DIRECTION -> Copy out the data below verbatim.

GIVEN DATA ->
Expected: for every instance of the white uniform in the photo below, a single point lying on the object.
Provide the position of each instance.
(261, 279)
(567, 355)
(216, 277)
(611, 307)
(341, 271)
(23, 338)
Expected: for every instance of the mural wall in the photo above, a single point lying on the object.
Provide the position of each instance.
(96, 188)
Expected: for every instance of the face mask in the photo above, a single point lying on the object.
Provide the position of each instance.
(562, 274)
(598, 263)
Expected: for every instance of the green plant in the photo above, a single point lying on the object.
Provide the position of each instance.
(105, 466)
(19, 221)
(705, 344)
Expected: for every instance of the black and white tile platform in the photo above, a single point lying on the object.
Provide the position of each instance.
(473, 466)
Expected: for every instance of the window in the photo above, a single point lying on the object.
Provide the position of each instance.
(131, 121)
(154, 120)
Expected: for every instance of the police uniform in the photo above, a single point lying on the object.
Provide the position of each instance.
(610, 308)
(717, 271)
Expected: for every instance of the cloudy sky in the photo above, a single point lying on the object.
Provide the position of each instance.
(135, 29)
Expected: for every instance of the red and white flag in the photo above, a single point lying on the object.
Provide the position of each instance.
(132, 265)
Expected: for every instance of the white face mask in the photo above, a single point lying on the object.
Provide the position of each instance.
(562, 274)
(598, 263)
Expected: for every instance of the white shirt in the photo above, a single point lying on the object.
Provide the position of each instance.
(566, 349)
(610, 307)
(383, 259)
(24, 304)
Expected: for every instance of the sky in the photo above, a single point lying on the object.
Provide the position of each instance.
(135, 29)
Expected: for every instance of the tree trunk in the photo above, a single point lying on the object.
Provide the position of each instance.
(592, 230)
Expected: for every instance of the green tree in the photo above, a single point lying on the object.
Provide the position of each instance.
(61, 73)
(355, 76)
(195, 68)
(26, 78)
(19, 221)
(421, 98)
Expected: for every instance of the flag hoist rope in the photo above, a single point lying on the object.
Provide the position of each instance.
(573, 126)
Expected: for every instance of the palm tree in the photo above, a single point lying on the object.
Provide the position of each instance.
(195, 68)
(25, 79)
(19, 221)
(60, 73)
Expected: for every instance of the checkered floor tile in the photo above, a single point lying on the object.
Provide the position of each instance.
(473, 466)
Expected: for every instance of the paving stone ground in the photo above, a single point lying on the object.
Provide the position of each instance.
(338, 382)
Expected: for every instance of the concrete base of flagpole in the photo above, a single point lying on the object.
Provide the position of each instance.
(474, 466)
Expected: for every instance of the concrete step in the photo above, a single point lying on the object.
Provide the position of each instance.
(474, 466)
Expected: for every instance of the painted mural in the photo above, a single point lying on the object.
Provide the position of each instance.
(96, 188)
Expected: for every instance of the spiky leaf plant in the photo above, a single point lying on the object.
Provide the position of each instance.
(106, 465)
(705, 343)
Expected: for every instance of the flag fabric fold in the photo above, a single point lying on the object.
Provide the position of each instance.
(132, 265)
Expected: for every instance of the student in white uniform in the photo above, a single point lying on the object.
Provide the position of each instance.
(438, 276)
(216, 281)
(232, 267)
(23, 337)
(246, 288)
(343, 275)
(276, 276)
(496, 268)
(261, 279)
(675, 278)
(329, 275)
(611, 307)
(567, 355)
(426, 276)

TASK ANSWER ->
Expected: for every instance of the white uniform in the photo below, a single point lying on the object.
Provide the position of each instance.
(261, 279)
(567, 355)
(216, 277)
(611, 307)
(341, 271)
(23, 338)
Expected: for every instance of the mural wall in the photo above, a single point lying on the object.
Provide the position of each instance.
(96, 188)
Expected: for every instance of the face mask in the photo above, a single point lying on the object.
Provide the position of each instance.
(562, 274)
(598, 263)
Expected: for every instance of the green plant in the photo above, a single point lying on the object.
Provide the position of each instance.
(105, 466)
(19, 221)
(705, 344)
Expected: for every instance of the black and white tile platform in the photo above, a single point lying on the object.
Provide the position of each instance.
(473, 466)
Expected: for every instance of the window in the photo above, a single point lying on the object.
Provide the position of each instance.
(131, 121)
(154, 120)
Expected: for every instance of the police uniform in the photo above, a single point lying on the object.
Provide the position of each instance.
(610, 308)
(717, 271)
Expected: for every instance of the cloudy sky in the photo above, a single point lying on the object.
Provide the position of each instance.
(135, 29)
Expected: for every instance of the red and white flag in the photo above, a single point lying on the object.
Provide the position of each instance.
(132, 265)
Expected: for every instance of the white face mask in the photo above, a single point lying on the object.
Provide the position of each instance.
(562, 274)
(598, 263)
Expected: for every instance of the white shirt in the photo above, a single point lying on the object.
Provide the position of each instance.
(566, 349)
(610, 307)
(383, 259)
(24, 304)
Expected: for every instance of the sky in the photo above, a single point lying on the object.
Provide the position of each instance.
(135, 29)
Expected: for every instance of the tree trunk in the photo above, a single point lying on the object.
Provide the position of each instance.
(592, 230)
Expected: for every instance of the green tree in the photo above, a single point lying on the object.
Provide the position of each instance.
(61, 73)
(355, 76)
(195, 68)
(26, 78)
(19, 221)
(421, 98)
Expected: for every instance of the flag hoist rope in the photo above, a single point lying on the object.
Provide the position of each instance.
(573, 126)
Expected: for every instance of the palm tree in the photo above, a single point lying on the object.
Provide the position of each instance.
(195, 68)
(25, 79)
(19, 221)
(60, 73)
Expected: for every instance of the checkered floor tile in the photo above, a single point lying on the object.
Provide the position of each instance.
(473, 466)
Expected: for every instance of the paving stone ground in the photo above, a single point lying on the object.
Provide the position of each instance.
(338, 382)
Expected: for every instance of the concrete base of flagpole in the photo above, a single point lying on the object.
Provide the position of each instance.
(474, 466)
Expected: for every instance of the concrete step in the photo above, a single point lying on the object.
Provide the position of each instance.
(474, 466)
Expected: for every instance of the painted mural in the photo above, a single point lying on the object.
Provide the position of each instance.
(96, 188)
Expected: for every instance of the spiky leaf plant in the photo above, a single point lying on the object.
Provide the position of each instance.
(106, 465)
(705, 343)
Expected: for every instance of the flag fabric fold in the photo above, a single point lying on the object.
Provide the position of each instance.
(132, 265)
Expected: for every instance of the student in white uniform in the photo above, a single point lying on the object.
Provide the position of each instance.
(438, 276)
(216, 281)
(232, 267)
(23, 337)
(246, 288)
(343, 275)
(276, 276)
(496, 268)
(261, 279)
(675, 278)
(329, 275)
(611, 307)
(567, 355)
(426, 276)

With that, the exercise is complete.